Well, after much ado we have a winner winner, vegetarian dinner.

I cooked. I conquered. I was full.

And then I made it again. And again. And again.

When the weather is gray, wet, and just plain dismal…all I really need to get be back in the saddle is a bowl of steaming hot vegetables and noodles. I’m a simple gal, tbh.

In this particular bowl of soup, we start with the “dashi,” a deep savory Japanese broth and then mix in a couple different aromatics and fermented pastes. Soy sauce and soy milk are added to round out the flavors and the ramen gets finished off with a generous helping of chewy hot noodles, mushrooms, corn, bean sprouts, kimchi, and of course, that gooey soft boiled egg. —> Everything inside this bowl is 100% vegan besides the egg, so if that’s what you’re going for, simply omit it.

So what’s the big idea when it comes to fermented foods like broad bean paste, miso, and kimchi? I know you all have heard some hype, amiright? Fermented foods, just like probiotics, are incredible superfoods— they contribute to a healthy microbiome in which “good bacteria” break down food in the colon, providing beneficial byproducts for us which are vital components the immune system. Cold and flu, I’m looking at you. Research has demonstrated they may also help control inflammation in the digestive tract and soothe an overactive immune system.

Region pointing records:
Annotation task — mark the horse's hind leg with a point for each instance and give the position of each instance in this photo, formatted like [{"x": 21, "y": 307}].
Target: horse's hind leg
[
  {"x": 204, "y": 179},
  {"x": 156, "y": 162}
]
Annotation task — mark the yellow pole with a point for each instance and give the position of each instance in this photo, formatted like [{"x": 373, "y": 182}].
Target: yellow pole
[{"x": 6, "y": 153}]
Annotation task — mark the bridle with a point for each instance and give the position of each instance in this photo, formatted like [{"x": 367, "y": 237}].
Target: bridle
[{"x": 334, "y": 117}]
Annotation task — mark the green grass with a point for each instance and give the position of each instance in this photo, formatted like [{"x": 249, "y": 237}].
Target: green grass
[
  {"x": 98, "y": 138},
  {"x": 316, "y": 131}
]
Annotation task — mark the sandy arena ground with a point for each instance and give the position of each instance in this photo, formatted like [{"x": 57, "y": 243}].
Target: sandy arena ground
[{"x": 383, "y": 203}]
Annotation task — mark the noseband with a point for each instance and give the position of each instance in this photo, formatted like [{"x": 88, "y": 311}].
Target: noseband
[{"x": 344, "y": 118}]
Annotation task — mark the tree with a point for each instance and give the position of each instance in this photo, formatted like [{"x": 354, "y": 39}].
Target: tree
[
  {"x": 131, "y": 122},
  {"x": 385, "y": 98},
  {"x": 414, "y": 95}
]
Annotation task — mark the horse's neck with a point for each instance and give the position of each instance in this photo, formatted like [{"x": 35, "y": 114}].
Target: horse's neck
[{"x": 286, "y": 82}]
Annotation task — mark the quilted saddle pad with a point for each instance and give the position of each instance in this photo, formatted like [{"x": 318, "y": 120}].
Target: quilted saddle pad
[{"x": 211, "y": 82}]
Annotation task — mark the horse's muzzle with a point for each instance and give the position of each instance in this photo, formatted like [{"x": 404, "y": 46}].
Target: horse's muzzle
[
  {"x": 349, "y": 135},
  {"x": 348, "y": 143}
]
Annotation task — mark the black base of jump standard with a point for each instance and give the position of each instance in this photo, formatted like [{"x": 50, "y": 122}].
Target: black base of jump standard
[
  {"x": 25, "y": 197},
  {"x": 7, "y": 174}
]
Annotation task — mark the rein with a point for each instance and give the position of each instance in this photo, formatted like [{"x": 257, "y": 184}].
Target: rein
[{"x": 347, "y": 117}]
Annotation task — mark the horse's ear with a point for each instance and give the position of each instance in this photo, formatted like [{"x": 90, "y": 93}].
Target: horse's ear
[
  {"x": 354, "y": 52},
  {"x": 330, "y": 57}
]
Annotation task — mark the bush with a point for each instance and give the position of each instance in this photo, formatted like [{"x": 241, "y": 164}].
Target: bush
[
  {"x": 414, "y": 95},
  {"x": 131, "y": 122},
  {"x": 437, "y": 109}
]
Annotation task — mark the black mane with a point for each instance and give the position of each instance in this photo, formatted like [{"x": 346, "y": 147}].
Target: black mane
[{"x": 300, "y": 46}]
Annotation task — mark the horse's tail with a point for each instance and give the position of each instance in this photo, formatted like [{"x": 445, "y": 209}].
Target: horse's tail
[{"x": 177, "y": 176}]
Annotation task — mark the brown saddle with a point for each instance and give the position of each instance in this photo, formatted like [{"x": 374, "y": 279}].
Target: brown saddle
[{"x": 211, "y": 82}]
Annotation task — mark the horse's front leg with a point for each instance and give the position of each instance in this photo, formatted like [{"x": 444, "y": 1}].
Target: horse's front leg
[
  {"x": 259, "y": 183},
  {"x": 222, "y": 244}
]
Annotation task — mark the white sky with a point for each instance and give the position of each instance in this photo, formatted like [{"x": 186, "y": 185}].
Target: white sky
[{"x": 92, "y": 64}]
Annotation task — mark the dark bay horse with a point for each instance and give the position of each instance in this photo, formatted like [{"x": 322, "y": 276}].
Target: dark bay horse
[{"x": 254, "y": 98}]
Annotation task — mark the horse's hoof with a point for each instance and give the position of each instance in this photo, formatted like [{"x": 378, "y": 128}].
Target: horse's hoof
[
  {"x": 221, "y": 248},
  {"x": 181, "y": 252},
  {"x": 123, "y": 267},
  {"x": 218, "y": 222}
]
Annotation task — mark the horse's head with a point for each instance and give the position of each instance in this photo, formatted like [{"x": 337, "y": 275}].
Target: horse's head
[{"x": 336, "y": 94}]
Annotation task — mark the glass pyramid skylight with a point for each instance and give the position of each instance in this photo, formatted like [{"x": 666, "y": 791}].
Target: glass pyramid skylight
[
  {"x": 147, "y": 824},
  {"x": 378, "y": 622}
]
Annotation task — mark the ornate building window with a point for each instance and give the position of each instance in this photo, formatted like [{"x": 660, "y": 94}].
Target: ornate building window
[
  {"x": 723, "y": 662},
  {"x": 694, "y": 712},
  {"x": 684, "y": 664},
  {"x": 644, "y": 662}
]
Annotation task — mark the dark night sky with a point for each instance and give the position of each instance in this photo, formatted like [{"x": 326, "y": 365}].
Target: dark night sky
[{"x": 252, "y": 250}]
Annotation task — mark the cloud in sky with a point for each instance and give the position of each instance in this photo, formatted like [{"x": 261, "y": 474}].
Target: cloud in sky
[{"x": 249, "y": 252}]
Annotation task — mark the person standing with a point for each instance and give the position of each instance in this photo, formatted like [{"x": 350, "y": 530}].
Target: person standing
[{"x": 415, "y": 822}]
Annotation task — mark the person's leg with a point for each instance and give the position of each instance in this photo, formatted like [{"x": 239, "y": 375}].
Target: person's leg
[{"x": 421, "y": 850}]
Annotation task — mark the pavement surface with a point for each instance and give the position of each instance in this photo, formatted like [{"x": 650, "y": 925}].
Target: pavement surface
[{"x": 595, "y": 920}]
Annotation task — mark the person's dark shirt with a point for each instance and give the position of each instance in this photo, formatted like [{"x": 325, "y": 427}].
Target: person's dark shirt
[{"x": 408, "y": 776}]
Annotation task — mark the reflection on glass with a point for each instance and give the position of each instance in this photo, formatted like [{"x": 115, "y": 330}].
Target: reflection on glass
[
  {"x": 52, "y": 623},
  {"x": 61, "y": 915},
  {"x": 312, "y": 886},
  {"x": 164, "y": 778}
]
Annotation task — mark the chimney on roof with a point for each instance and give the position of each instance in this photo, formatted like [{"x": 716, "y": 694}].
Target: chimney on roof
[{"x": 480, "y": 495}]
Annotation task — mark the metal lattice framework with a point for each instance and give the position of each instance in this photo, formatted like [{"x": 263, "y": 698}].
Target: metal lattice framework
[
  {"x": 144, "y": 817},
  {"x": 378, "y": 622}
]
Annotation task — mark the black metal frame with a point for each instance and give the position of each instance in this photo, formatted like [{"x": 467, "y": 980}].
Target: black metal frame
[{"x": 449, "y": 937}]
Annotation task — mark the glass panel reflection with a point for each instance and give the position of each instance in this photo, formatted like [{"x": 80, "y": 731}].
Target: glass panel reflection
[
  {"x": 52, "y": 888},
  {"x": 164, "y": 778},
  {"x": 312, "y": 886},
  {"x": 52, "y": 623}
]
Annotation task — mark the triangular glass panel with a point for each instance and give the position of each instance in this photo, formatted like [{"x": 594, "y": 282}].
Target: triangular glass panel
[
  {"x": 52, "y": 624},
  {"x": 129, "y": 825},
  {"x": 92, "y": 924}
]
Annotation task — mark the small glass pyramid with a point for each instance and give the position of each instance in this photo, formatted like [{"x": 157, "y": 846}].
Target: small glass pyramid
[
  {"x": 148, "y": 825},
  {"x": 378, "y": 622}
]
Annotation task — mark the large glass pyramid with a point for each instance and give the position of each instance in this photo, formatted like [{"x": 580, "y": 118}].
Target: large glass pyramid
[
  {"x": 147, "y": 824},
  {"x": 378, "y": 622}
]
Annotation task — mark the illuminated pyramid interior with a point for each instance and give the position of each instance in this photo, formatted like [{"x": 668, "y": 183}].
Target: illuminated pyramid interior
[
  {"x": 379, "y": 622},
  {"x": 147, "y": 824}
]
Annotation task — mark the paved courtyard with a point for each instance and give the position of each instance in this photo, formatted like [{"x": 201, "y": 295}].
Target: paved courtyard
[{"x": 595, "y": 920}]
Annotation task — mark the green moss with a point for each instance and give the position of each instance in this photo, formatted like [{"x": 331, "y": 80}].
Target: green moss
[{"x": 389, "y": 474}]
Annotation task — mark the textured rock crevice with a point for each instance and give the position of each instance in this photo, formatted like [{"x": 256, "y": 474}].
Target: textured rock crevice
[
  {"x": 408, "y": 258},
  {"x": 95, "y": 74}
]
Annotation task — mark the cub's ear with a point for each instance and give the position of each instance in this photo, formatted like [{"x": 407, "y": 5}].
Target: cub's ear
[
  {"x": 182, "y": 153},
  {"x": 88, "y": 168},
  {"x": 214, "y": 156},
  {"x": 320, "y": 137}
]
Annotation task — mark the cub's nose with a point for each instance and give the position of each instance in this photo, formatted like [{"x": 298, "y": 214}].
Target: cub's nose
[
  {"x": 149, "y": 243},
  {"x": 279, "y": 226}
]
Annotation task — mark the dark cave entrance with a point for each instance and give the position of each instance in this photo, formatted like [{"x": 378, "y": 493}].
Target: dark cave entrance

• Exercise brief: Please continue the vegetarian ramen post from where it stops, keeping its chatty first-person voice.

• Result:
Grab a spoon— soup’s ON.

Vegetarian Ramen Bowl

Makes: 2 servings

For the broth aka “dashi”:

  • 1 1/2 cups warm water
  • 2 dried shiitake mushrooms*
  • 2” x 4” piece kombu (dried kelp)*

For the ramen soup bowl:

  • 1 tablespoon sesame oil
  • 4 cloves garlic, minced finely
  • 1” piece fresh ginger root, peeled and minced finely
  • 2 scallions, white and green parts separated and sliced thinly
  • 4 teaspoons fermented broad bean paste or chili bean sauce*
  • 4 teaspoons miso*
  • 2 tablespoons rice vinegar*
  • 1 tablespoon white sesame seeds + 1 tablespoon black sesame seeds*, toasted and ground finely into a powder (I toasted mine in a skillet for ~5 minutes, stirring constantly, and then ground them in a clean coffee grinder- you can also use a mortar and pestle or a super high speed blender or food processor)
  • 4 teaspoons soy sauce
  • 2 cups plain unsweetened soy milk
  • 1 cup of the dashi broth (from recipe above)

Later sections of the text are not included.